(WHAT TO PRODUCE): Each line of the material below should be reproduced exactly.

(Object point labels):
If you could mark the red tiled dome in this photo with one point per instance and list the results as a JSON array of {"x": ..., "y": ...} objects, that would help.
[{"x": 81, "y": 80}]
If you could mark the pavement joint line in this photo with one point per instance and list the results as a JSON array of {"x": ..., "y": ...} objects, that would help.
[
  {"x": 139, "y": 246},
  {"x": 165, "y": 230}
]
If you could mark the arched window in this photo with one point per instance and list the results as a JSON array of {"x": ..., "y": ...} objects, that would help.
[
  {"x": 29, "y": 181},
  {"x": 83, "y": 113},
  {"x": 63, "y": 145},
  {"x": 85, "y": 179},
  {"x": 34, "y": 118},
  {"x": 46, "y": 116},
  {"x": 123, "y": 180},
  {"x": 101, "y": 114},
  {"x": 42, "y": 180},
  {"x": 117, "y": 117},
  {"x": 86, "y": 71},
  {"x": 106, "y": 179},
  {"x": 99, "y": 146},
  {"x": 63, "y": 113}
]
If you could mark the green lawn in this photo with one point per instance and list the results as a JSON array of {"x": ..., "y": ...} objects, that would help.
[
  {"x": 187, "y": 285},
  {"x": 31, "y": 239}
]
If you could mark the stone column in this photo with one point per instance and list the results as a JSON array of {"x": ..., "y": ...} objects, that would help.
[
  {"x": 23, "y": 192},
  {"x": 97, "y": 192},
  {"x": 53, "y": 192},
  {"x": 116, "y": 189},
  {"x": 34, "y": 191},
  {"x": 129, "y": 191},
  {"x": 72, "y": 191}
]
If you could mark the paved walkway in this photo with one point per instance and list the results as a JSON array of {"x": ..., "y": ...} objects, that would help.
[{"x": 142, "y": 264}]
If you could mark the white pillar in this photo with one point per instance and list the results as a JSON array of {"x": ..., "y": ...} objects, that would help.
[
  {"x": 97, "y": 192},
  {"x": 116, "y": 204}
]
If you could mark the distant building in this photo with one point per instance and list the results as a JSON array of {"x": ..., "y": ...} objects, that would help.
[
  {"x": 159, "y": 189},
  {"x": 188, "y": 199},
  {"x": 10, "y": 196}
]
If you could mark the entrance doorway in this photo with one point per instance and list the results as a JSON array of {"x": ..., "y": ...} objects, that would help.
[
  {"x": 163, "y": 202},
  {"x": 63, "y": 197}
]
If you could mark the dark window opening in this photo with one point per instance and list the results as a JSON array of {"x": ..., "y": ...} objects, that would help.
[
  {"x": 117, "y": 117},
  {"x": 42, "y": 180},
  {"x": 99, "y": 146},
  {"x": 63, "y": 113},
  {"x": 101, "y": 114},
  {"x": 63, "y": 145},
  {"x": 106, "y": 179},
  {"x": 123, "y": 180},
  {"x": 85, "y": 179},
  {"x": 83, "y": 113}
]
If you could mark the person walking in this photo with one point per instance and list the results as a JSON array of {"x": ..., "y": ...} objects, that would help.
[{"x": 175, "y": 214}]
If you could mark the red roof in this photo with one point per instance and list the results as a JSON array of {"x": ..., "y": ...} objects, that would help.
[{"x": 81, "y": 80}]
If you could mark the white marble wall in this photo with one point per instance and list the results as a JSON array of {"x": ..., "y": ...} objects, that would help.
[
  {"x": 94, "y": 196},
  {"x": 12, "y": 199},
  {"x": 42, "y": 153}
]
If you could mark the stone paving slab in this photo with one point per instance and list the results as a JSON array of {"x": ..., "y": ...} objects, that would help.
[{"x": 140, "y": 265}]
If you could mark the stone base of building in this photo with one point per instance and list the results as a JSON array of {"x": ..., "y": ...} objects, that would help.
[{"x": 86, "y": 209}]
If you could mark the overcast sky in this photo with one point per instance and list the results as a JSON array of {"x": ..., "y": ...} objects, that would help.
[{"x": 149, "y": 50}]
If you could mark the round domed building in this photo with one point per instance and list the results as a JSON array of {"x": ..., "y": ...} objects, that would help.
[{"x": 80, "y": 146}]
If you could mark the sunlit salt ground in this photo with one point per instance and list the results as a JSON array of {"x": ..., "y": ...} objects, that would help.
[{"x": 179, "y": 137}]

(WRITTEN ANSWER):
If you could mark the red tiled dome in this photo with one point per instance and list the results as a JSON array of {"x": ..., "y": ...} objects, that would help.
[{"x": 81, "y": 80}]
If you could mark the pavement joint line in this photo with one point per instance and list the results as a JSON array of {"x": ..., "y": ...} objects, that would help.
[
  {"x": 139, "y": 246},
  {"x": 165, "y": 230}
]
If you could mark the arched window in this photo with one point per instance and list the results as a JSON array of {"x": ..., "y": ...} objects, that would help.
[
  {"x": 29, "y": 181},
  {"x": 83, "y": 113},
  {"x": 63, "y": 145},
  {"x": 85, "y": 179},
  {"x": 34, "y": 118},
  {"x": 46, "y": 116},
  {"x": 123, "y": 180},
  {"x": 101, "y": 114},
  {"x": 42, "y": 180},
  {"x": 117, "y": 117},
  {"x": 86, "y": 71},
  {"x": 106, "y": 179},
  {"x": 99, "y": 146},
  {"x": 63, "y": 113}
]
If you could mark the green lawn in this photo with one point per instance and list the results as a JSON array of {"x": ..., "y": ...} objects, that would help.
[
  {"x": 187, "y": 285},
  {"x": 31, "y": 239}
]
If you could mark the stone column in this photo with one point per instance and list the results as a JSON array of {"x": ..., "y": ...} objects, that would help.
[
  {"x": 23, "y": 192},
  {"x": 97, "y": 192},
  {"x": 53, "y": 192},
  {"x": 116, "y": 189},
  {"x": 34, "y": 191},
  {"x": 129, "y": 191},
  {"x": 72, "y": 191}
]
If you could mark the paved walkway in this photo with one point per instance and list the results as a JSON array of {"x": ..., "y": ...} objects, that would help.
[{"x": 142, "y": 264}]
If you could mark the white pillar in this photo with one point per instance and list the results as a JSON array of {"x": ..., "y": ...} objects, that would help.
[
  {"x": 97, "y": 192},
  {"x": 116, "y": 204}
]
If you could mark the distant building in this photo with one point per instance and list the results as a JSON array of {"x": ..., "y": ...} objects, that would help.
[
  {"x": 159, "y": 189},
  {"x": 188, "y": 199},
  {"x": 10, "y": 196}
]
If you could mark the entrance doorway in this photo with one point per instance and list the results as a JSON array of {"x": ..., "y": ...} objects, that would help.
[
  {"x": 163, "y": 202},
  {"x": 63, "y": 197}
]
If you could mark the dark window opening in this photo with one point per instance and list the results as a JSON array of {"x": ..., "y": ...} objects, that would help.
[
  {"x": 117, "y": 117},
  {"x": 42, "y": 180},
  {"x": 99, "y": 146},
  {"x": 63, "y": 113},
  {"x": 101, "y": 114},
  {"x": 63, "y": 145},
  {"x": 106, "y": 179},
  {"x": 123, "y": 180},
  {"x": 85, "y": 179},
  {"x": 83, "y": 113}
]
If you could mark the person walking in this photo with one point per instance and list the results as a JSON array of {"x": ..., "y": ...} objects, that would help.
[{"x": 175, "y": 214}]
If you could mark the red roof in this photo with one point per instance and list the results as a JSON array of {"x": ..., "y": ...} objects, that would help.
[{"x": 81, "y": 80}]
If you could mark the white marble wall in this photo with one point per instance and list the results as a JSON array of {"x": ..., "y": ...} objects, that would help.
[
  {"x": 94, "y": 196},
  {"x": 12, "y": 199},
  {"x": 42, "y": 153}
]
If you could mark the stone paving slab in this photo with one point per instance and list the results as a JSON array of {"x": ..., "y": ...} objects, that would help.
[{"x": 140, "y": 265}]
If you could mark the stone base of building in this photo with one point per instance and list the results as a JSON array of {"x": ..., "y": ...} objects, that would help.
[{"x": 86, "y": 209}]
If you could mark the overcast sky in this photo with one point per instance and list the results as a JSON array of {"x": ..., "y": ...} objects, that would help.
[{"x": 149, "y": 50}]
If you could mark the round domed building in this photo with one point per instance and list the results as a JSON array of {"x": ..., "y": ...} objects, that would help.
[{"x": 80, "y": 146}]
If you could mark the sunlit salt ground in this photo with one point per instance and list the results as a JSON array of {"x": ..., "y": ...} objects, that would help.
[{"x": 179, "y": 137}]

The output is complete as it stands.